EXERCISE INSTRUCTIONS
[1] Answer these questions about the Federal Reserve passage:
(a) What did Powell suggest was the central bank's primary goal at the moment?
(b) What does commercial paper provide, according to the passage?
(c) What position does Krishna Guha hold?
[2] Write what comes next in the Federal Reserve passage, picking up after its final sentence.

EXTRACT TO READ

Content starts

Fed watchers said the central bank may need to go further in its efforts to achieve what Powell suggested was its primary goal at the moment -- keeping the markets functioning and credit flowing -- though it’s not clear it can do that on its own.
Besides buying Treasury and mortgage-backed securities, some economists think the Fed should set up emergency lending windows as it did during the financial crisis to support specific segments of the market, such as commercial paper, which provides critical short-term financing for many businesses.
“The market is in effect saying cutting rates to zero and restoring market functioning in Treasuries and MBS is a necessary but not sufficient condition for restoring credit supply to households and businesses,” Krishna Guha, head of central bank strategy at Evercore ISI, said in an email.
Powell left the door open to further action on that front, though he also seemed to acknowledge that there was a limit to what the Fed could do.

Content ends

(Point-per-instance localization data)
Content starts

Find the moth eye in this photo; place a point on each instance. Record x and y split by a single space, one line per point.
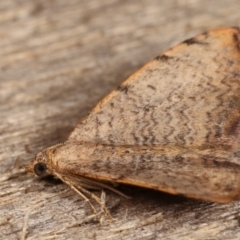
40 169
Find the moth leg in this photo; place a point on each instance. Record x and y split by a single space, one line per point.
77 191
97 199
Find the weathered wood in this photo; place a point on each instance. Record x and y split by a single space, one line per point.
58 59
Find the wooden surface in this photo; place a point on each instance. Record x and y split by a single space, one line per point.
58 59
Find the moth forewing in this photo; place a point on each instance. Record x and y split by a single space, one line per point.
172 126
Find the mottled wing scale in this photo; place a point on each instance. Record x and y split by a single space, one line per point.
188 96
172 126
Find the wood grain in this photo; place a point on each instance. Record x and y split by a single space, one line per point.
58 59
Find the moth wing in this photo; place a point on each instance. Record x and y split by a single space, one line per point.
187 96
193 173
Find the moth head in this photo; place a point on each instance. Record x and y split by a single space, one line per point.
40 165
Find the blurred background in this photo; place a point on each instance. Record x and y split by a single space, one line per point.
59 58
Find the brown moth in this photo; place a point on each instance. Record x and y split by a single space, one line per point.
173 126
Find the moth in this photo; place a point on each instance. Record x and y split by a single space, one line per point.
173 126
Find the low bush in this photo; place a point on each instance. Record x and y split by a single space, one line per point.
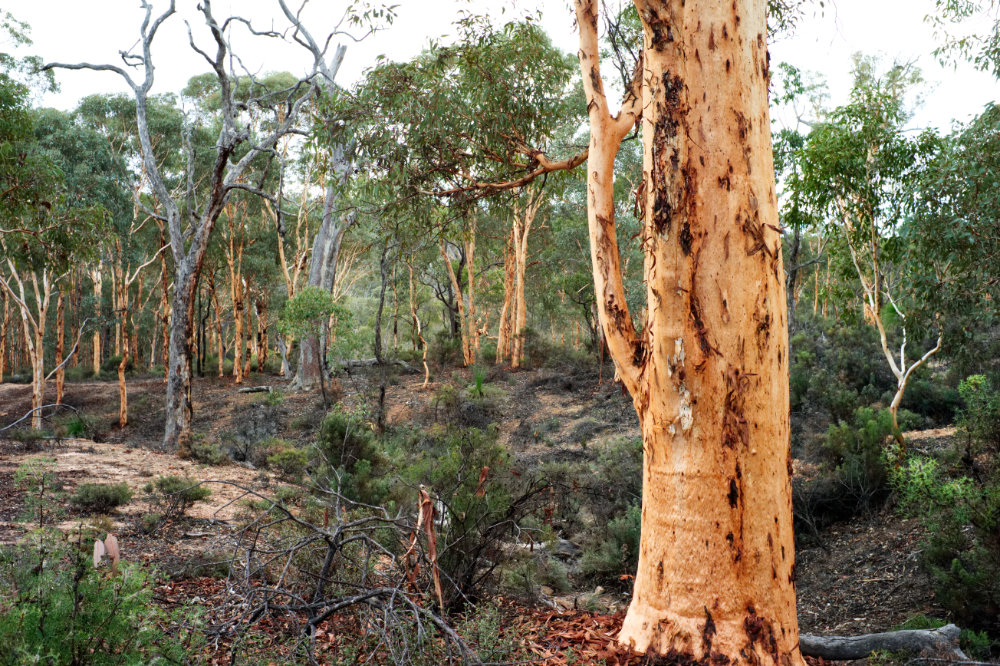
962 547
177 493
111 363
56 608
81 425
979 417
350 458
854 472
290 462
101 497
480 504
208 452
617 554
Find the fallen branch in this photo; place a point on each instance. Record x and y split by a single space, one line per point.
371 362
32 411
255 389
943 641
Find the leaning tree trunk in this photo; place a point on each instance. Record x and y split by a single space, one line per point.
323 265
60 345
708 373
179 412
98 279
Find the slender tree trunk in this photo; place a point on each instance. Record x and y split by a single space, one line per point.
522 231
247 298
323 264
471 321
260 307
379 355
509 310
708 373
218 325
122 391
98 279
4 326
60 345
468 356
417 327
179 412
793 274
164 316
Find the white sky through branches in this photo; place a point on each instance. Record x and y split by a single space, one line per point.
73 31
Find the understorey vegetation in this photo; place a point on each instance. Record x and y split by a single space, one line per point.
504 352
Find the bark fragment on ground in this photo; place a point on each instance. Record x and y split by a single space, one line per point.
942 642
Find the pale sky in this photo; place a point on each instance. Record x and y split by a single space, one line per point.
74 30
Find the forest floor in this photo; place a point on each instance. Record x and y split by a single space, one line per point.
857 577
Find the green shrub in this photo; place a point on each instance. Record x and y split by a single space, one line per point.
208 452
290 462
179 493
111 363
476 521
854 473
962 547
617 554
82 426
274 397
980 415
350 458
56 608
101 497
445 350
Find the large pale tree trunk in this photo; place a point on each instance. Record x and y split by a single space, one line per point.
98 279
323 265
179 412
60 344
708 373
4 324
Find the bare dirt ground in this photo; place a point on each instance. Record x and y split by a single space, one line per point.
862 577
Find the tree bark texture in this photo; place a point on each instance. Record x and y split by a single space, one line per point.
60 344
323 265
98 279
708 374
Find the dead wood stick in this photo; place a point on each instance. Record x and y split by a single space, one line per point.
255 389
943 641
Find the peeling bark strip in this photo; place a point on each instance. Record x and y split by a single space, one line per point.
715 580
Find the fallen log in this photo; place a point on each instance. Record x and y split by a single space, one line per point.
353 364
255 389
941 642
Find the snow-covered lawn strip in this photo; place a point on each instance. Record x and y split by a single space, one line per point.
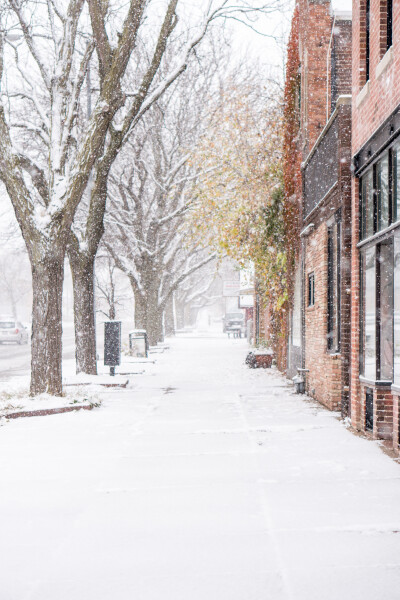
14 398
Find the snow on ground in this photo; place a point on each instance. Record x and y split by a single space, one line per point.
203 481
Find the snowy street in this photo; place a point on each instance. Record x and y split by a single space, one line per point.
204 480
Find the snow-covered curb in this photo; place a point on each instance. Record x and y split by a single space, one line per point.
15 400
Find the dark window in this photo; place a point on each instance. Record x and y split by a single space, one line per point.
311 289
389 23
376 196
385 309
395 182
333 335
377 312
367 204
382 191
369 409
396 308
368 306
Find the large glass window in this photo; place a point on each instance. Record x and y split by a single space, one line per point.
382 189
367 204
385 309
377 312
333 334
395 158
377 210
296 312
396 308
368 368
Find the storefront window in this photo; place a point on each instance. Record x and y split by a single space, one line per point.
396 309
396 181
369 313
385 304
382 186
367 204
296 312
334 287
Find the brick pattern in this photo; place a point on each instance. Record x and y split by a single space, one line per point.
315 26
360 28
369 111
396 422
382 27
384 91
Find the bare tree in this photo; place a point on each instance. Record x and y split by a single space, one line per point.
48 152
150 194
108 288
157 66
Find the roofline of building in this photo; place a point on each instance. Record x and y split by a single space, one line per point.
342 99
342 15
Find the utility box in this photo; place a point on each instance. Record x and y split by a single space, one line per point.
138 343
112 344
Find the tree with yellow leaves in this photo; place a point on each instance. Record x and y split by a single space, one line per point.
238 206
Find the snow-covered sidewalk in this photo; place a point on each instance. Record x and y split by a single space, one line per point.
203 480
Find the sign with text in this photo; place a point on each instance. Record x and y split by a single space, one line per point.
112 343
231 287
246 301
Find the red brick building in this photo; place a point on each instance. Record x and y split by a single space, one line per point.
321 302
375 332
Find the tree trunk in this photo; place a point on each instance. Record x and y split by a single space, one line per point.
82 268
170 317
180 315
46 352
149 317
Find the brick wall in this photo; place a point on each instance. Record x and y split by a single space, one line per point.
383 94
324 379
373 102
315 26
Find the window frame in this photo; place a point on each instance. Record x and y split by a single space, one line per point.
311 289
389 24
334 286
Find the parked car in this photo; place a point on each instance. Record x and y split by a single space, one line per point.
13 331
234 323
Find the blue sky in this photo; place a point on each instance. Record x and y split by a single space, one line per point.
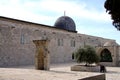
89 15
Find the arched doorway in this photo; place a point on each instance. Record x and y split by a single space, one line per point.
105 56
42 55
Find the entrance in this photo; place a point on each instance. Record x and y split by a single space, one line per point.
106 56
41 55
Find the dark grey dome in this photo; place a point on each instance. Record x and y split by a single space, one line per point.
66 23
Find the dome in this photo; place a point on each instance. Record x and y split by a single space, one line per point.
65 23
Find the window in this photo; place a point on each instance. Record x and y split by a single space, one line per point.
60 42
72 43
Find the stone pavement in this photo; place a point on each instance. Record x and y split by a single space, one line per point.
57 72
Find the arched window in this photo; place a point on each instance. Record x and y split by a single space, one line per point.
106 56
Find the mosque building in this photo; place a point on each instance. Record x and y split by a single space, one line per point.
17 46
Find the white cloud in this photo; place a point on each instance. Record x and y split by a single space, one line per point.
25 11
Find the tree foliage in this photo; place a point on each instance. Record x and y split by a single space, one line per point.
113 8
87 55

Content ends

WRITTEN RESPONSES
[1]
(a) Keeping the markets functioning and credit flowing.
(b) Critical short-term financing for many businesses.
(c) Head of central bank strategy at Evercore ISI.

[2]
“We don’t have the tools to reach individuals, and particularly small businesses,” he said.
Megan Greene, an economist and senior fellow at Harvard’s Kennedy School of Government, agreed.
“When it comes to directly supporting households and small and medium-sized enterprise facing a temporary sudden halt in income, fiscal policy needs to carry the weight,” she said. “So far the fiscal measures on the table are woefully insufficient, and until Congress does more and a natural peak for the coronavirus emerges, the markets are unlikely to find a bottom.”